WRITTEN REQUEST » Gather every line of the data that holds the string "wall", and copy each one. Case counts.

INFORMATION SHOWN »
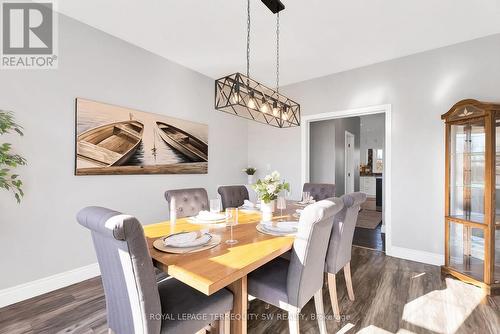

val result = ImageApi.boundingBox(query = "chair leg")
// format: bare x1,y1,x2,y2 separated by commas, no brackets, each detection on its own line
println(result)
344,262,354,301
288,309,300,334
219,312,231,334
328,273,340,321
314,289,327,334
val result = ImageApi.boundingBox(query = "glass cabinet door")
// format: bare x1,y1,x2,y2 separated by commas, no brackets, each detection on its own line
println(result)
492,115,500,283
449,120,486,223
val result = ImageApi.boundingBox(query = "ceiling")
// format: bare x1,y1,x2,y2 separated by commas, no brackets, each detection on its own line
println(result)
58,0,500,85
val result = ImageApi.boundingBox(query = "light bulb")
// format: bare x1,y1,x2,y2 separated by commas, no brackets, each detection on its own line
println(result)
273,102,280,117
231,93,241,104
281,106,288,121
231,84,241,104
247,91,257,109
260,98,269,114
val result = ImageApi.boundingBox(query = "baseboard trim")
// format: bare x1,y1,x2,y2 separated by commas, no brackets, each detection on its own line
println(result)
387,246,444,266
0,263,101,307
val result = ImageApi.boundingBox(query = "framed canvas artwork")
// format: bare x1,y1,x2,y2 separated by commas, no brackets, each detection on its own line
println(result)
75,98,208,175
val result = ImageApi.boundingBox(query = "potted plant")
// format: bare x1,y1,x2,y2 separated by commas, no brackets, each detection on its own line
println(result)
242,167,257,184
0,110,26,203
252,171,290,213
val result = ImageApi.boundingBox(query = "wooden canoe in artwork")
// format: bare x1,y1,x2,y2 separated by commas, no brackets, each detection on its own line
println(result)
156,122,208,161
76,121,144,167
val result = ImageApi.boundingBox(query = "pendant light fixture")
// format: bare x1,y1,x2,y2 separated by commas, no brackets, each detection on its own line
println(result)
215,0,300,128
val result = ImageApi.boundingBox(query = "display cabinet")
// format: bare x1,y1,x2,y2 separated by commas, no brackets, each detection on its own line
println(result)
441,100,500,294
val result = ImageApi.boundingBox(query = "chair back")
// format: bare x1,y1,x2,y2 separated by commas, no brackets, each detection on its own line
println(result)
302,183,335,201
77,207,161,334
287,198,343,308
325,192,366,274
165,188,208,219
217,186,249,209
* * *
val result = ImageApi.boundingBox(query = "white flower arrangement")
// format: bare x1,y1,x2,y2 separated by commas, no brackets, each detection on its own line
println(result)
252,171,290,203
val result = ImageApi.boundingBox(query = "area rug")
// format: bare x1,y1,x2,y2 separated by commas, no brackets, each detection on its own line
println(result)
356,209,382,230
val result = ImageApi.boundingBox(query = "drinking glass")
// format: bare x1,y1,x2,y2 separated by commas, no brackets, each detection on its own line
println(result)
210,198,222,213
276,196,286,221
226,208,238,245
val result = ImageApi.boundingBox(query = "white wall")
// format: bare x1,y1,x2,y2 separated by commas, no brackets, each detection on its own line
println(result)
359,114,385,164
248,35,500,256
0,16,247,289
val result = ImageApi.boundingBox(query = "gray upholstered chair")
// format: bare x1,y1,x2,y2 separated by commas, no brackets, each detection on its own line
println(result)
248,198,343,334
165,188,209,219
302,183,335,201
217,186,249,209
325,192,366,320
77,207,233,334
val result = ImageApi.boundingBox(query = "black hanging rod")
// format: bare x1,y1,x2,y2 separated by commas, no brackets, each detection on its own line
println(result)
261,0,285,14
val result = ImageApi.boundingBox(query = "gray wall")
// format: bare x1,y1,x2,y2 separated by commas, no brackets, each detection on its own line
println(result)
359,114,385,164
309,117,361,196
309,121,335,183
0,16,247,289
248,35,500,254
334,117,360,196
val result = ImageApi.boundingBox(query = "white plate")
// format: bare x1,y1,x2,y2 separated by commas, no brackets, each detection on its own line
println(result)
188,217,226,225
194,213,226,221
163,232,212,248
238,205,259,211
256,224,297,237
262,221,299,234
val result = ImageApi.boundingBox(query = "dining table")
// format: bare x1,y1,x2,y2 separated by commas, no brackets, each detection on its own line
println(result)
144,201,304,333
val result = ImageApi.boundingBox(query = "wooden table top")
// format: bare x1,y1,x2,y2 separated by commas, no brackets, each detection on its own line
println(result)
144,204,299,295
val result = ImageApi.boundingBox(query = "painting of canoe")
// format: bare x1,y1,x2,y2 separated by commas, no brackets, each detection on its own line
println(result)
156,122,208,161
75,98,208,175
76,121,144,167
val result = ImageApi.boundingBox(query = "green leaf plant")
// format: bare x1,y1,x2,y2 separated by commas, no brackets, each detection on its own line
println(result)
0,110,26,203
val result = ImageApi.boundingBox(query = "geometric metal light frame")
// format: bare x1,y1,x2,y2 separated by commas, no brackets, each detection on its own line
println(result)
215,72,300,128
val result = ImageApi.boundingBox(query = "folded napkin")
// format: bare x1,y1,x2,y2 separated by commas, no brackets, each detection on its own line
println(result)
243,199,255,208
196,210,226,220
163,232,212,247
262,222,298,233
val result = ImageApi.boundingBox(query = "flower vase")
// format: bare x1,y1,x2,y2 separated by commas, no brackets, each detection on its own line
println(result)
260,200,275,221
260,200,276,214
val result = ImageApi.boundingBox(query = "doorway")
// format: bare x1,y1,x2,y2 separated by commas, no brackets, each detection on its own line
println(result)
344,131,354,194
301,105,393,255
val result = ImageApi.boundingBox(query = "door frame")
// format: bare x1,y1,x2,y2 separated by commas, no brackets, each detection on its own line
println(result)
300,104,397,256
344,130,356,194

TASK ANSWER »
val result = ImageApi.boundingBox(query = "white wall")
val result = ImageApi.boundingBox(query = "gray wall")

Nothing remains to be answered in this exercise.